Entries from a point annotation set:

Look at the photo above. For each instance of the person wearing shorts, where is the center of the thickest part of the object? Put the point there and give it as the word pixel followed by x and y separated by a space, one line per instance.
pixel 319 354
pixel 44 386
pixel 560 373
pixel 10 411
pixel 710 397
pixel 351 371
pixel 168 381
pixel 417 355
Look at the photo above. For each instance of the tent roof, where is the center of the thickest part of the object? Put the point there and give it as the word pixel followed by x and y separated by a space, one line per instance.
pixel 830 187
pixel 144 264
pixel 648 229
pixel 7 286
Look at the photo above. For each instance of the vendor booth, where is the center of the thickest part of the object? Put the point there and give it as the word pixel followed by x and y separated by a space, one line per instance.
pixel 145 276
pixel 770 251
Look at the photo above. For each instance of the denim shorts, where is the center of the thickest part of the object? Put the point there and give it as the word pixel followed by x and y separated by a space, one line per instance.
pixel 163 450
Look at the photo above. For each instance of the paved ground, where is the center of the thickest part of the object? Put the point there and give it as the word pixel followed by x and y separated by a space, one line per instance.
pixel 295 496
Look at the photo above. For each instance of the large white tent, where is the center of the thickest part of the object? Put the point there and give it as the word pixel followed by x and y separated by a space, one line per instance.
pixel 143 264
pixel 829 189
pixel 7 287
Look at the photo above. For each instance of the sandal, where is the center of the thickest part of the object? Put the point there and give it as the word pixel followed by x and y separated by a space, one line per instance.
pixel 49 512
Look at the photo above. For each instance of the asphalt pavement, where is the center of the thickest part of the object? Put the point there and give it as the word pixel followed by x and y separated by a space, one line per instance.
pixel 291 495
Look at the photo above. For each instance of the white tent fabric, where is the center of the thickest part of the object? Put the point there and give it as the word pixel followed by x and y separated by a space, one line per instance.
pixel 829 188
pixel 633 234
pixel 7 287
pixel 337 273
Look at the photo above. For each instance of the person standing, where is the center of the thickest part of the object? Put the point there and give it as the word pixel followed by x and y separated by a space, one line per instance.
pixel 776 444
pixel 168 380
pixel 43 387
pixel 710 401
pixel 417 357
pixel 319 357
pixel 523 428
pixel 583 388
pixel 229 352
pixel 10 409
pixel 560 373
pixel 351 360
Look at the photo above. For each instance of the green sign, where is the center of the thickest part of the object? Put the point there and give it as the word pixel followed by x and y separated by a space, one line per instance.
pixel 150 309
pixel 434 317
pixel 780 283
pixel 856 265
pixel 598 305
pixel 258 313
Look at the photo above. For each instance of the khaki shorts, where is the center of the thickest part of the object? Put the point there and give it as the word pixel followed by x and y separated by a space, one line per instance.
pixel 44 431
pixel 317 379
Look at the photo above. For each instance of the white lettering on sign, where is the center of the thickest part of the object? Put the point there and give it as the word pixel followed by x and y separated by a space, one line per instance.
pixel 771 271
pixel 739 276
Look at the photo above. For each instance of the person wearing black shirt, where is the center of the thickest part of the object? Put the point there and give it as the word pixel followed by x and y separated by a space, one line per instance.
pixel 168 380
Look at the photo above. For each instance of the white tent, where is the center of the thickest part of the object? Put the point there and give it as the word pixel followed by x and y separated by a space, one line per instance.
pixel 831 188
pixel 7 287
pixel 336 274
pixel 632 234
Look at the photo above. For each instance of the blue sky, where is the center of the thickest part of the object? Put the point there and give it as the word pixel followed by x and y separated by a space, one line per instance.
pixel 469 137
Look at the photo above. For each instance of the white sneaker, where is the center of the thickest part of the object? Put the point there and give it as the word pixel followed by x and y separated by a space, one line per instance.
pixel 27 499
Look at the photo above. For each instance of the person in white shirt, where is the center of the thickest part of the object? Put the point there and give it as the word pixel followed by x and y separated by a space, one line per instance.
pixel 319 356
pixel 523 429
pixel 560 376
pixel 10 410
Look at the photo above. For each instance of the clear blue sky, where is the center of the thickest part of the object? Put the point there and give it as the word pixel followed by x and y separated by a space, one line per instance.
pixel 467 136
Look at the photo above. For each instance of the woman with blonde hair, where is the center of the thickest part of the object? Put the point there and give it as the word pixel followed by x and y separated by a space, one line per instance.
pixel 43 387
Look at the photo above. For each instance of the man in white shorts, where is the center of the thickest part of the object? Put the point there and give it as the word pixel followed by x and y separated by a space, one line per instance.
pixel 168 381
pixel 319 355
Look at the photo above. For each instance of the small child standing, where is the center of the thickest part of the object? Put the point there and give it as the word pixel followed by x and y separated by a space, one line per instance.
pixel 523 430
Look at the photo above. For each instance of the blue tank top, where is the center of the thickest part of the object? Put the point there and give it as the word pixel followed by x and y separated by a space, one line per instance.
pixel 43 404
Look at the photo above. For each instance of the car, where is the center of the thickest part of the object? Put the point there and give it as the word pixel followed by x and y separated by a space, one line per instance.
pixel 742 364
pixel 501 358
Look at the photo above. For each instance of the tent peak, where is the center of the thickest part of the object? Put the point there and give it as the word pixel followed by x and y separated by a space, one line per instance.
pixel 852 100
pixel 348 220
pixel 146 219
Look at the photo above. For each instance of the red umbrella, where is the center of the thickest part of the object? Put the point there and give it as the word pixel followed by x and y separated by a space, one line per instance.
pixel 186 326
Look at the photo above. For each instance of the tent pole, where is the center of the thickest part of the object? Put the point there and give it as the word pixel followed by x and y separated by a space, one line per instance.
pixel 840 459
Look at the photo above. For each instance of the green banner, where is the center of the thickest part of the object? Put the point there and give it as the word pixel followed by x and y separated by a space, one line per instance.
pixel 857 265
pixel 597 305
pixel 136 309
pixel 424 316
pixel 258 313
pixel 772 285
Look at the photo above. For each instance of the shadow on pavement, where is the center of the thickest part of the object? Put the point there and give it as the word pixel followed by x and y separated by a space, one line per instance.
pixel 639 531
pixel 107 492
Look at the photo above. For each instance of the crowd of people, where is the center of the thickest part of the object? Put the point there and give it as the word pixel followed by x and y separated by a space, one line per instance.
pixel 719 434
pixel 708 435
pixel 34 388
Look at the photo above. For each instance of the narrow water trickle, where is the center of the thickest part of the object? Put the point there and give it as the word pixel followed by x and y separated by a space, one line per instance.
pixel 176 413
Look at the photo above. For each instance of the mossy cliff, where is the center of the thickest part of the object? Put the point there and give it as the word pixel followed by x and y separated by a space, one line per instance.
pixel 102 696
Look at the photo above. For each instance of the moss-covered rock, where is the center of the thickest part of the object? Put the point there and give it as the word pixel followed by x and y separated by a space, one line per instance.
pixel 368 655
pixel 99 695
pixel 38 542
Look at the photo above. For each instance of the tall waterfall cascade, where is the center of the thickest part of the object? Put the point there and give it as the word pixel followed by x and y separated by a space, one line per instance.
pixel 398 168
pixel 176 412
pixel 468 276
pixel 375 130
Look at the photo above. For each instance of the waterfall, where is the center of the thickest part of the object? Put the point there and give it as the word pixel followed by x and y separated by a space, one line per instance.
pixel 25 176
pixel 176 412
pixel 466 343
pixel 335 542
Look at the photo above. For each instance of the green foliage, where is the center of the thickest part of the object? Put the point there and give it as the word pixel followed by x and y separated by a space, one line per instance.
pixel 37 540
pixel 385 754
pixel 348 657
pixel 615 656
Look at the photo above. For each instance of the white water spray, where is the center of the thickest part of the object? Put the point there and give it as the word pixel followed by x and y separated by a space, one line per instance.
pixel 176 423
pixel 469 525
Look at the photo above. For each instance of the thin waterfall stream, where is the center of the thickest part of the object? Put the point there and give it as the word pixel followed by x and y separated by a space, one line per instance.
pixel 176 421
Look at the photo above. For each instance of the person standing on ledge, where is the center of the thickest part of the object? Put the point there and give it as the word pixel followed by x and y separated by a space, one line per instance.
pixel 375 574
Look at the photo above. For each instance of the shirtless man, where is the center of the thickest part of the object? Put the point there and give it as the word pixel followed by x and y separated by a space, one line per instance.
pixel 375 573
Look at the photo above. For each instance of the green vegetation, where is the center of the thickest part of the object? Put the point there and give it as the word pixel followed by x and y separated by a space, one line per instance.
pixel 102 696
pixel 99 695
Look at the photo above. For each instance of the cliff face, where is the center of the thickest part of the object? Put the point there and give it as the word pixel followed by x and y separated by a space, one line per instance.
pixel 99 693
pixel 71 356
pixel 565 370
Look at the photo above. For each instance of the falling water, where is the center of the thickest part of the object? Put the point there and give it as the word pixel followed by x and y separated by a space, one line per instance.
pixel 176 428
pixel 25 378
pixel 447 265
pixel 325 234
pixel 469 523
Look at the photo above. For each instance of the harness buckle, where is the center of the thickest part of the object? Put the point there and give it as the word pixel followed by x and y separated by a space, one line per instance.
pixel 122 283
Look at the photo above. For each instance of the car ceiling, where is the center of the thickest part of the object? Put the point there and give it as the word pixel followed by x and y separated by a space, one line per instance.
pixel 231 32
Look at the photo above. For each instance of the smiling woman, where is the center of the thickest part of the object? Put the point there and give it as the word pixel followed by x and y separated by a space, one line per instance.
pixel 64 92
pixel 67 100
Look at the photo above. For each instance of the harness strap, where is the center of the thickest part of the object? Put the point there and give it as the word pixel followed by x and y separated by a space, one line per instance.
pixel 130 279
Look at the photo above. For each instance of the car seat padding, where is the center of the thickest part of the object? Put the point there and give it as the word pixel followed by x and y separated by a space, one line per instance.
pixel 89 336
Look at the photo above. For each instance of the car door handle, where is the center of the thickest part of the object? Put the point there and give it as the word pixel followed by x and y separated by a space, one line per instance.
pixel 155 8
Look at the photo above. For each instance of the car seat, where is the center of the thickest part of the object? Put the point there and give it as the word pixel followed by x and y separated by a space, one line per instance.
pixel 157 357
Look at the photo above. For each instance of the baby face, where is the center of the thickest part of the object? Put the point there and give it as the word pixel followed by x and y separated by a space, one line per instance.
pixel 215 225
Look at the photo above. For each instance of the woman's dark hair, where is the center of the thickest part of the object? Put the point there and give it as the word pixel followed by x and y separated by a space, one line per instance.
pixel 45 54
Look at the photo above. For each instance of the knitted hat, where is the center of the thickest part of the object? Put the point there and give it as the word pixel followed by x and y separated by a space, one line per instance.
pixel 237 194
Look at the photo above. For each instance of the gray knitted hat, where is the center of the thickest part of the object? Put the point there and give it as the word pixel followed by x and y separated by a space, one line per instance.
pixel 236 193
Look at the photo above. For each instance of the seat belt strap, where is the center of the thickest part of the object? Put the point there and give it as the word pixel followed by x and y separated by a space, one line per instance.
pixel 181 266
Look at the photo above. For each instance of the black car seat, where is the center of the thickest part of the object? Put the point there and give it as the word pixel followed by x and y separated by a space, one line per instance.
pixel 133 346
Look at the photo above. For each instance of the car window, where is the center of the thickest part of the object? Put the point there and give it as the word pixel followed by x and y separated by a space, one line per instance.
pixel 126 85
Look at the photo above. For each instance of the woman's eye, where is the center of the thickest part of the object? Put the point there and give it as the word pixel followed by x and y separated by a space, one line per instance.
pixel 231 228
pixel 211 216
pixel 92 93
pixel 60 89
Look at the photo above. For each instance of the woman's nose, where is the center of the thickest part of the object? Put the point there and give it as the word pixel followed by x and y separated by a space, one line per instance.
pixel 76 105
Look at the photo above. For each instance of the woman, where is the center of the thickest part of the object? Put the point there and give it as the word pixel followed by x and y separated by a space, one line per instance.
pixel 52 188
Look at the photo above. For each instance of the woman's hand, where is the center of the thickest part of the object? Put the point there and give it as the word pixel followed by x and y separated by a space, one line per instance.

**TO DO**
Edit the data from its beginning through the line containing "pixel 770 251", changing "tent roof" to "canopy" and keeping every other part identical. Return only those lines.

**IN RESPONSE**
Look at the photo above. For each instance of the person wearing shorts, where is the center of the thickest part of the object? Put the point there and give it as the word pixel followed by x and y separated by a space, one line per instance.
pixel 319 354
pixel 44 386
pixel 560 373
pixel 10 411
pixel 710 397
pixel 351 371
pixel 168 381
pixel 417 355
Look at the photo above. For each instance of the canopy, where is the center of the thickest part of the object? Put the point there and give it as the word pixel followed by x and y separated by a space, one line per instance.
pixel 830 187
pixel 144 264
pixel 648 229
pixel 7 286
Look at the photo above. For each instance of the vendor booth, where is the center of the thickest part of the object? Put the point there and give it as the word pixel followed by x and y separated by a space, one line per instance.
pixel 145 276
pixel 770 251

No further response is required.